Conferencia General Octubre 1956

“…Vienen las Bendiciones”

Élder ElRay L. Christiansen
Ayudante del Consejo de los Doce Apóstoles
Informe de la Conferencia, octubre de 1956, págs. 28–30


Me presento ante ustedes con profunda humildad, mis hermanos y hermanas, y con una oración en mi corazón de que lo que diga pueda ser de aliento para todos nosotros. Quisiera basar mis palabras en una verdad divina que se encuentra en el Libro de Proverbios. Se lee así: “Porque el mandamiento es lámpara, y la enseñanza es luz, y camino de vida las reprensiones que instruyen.” (Proverbios 6:23)

Hay buenas personas en todos los ámbitos de la vida que han desarrollado una filosofía errónea según la cual las leyes de Dios, incluso los grandes Diez Mandamientos, están destinados sólo para ciertas personas: para quienes ellos describen como extremadamente religiosas o para los menos afortunados; que si bien es esencial observar las leyes del país, poco o nada importa si uno guarda las leyes de Dios. Algunas de estas personas sienten que las leyes de Dios son una limitación a la libertad personal, y que aquellos que no tienen inclinación religiosa están automáticamente exentos de las leyes y mandamientos del Señor; que si uno se ocupa de sus propios asuntos y vive “a su manera”, ya tiene suficiente religión para su propio bienestar, y que la salvación y el gozo eterno vendrán de algún modo.
********
▶ INSTRUCCIÓN:
Reproduzca fielmente el pasaje del discurso que comienza en "Hay buenas personas" y termina en "de algún modo.". Las líneas no son necesarias para realizar esta tarea.

▶ BLOQUE DE DATOS:
********
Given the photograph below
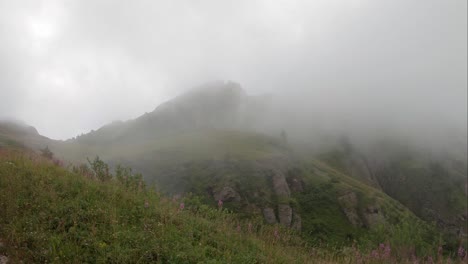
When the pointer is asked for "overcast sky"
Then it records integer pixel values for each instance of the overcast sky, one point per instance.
(67, 67)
********
▶ RESULTADO:
Hay buenas personas en todos los ámbitos de la vida que han desarrollado una filosofía errónea según la cual las leyes de Dios, incluso los grandes Diez Mandamientos, están destinados sólo para ciertas personas: para quienes ellos describen como extremadamente religiosas o para los menos afortunados; que si bien es esencial observar las leyes del país, poco o nada importa si uno guarda las leyes de Dios. Algunas de estas personas sienten que las leyes de Dios son una limitación a la libertad personal, y que aquellos que no tienen inclinación religiosa están automáticamente exentos de las leyes y mandamientos del Señor; que si uno se ocupa de sus propios asuntos y vive “a su manera”, ya tiene suficiente religión para su propio bienestar, y que la salvación y el gozo eterno vendrán de algún modo.